*Your objective:* Copy the entries below word for word, starting at the line that contains "522, row 380." and ending at the last line of the entries.

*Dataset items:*
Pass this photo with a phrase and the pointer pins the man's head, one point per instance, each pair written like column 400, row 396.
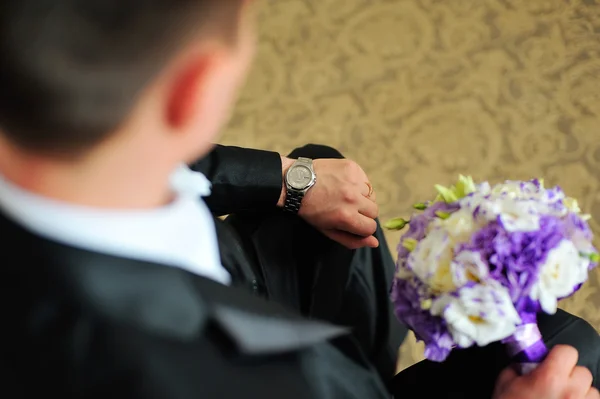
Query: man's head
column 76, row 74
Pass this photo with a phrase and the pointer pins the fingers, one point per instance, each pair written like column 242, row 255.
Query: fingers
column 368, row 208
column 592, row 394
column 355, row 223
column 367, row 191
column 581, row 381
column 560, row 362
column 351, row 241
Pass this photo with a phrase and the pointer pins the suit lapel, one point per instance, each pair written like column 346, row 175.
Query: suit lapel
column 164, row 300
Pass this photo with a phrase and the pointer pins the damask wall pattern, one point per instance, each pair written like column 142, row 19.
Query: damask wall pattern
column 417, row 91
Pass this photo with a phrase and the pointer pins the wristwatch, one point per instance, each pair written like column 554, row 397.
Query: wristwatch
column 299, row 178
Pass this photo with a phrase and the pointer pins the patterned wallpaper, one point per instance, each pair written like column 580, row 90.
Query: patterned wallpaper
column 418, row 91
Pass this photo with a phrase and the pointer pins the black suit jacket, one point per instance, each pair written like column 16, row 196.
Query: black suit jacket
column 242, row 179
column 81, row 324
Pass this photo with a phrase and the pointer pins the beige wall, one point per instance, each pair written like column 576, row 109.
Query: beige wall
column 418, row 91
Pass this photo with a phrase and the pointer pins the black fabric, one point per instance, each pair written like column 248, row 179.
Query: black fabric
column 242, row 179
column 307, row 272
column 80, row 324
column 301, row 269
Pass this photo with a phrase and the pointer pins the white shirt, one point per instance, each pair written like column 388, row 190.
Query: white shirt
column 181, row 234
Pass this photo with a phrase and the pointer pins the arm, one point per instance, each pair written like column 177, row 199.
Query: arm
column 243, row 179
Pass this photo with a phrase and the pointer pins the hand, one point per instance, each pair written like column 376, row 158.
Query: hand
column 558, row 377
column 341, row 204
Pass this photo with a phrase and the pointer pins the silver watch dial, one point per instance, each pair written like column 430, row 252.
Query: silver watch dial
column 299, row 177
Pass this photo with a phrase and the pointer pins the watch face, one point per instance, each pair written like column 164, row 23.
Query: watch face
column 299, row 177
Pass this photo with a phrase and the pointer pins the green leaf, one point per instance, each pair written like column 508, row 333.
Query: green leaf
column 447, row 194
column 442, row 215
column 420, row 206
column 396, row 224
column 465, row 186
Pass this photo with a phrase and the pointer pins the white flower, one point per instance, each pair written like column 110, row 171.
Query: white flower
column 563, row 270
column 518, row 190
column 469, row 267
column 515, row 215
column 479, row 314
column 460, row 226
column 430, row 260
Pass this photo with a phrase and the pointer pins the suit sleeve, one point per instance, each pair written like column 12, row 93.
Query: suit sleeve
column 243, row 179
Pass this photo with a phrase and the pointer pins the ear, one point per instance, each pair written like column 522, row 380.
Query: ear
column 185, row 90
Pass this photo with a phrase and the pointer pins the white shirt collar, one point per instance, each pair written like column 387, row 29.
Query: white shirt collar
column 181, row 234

*Expected output:*
Pass this photo with a phrase and the pointer pins the ear, one point per instance, each pair written like column 522, row 380.
Query: ear
column 185, row 90
Pass this photo with a phrase and the pointer pins the white shirt collar, one point per instance, each pair written like column 387, row 29.
Query: white shirt collar
column 181, row 234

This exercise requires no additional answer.